Instruction>
Reproduce the entries, swapping "blue jacket" for "green coat" and leaving everything else untouched.

Recorded data>
════════════════════

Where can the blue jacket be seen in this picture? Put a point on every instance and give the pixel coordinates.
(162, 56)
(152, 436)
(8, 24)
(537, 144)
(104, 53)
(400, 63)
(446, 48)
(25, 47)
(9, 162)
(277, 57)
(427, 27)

════════════════════

Output>
Where can the green coat be seen in this picture? Put a point on every instance and give the pixel coordinates.
(162, 56)
(152, 436)
(8, 24)
(537, 144)
(104, 53)
(400, 63)
(446, 48)
(25, 47)
(9, 162)
(277, 57)
(427, 27)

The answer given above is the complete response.